Exercise objective: What is needed is an exact copy of every entry.

Supplied information:
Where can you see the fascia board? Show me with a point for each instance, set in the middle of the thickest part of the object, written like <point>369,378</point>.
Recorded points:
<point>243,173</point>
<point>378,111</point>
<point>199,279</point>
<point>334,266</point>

Response area:
Where can you see the fascia board? Show me with a point for each instance, set in the middle of the thickest part of the object, written like <point>369,378</point>.
Recorded points:
<point>243,173</point>
<point>378,111</point>
<point>199,279</point>
<point>334,266</point>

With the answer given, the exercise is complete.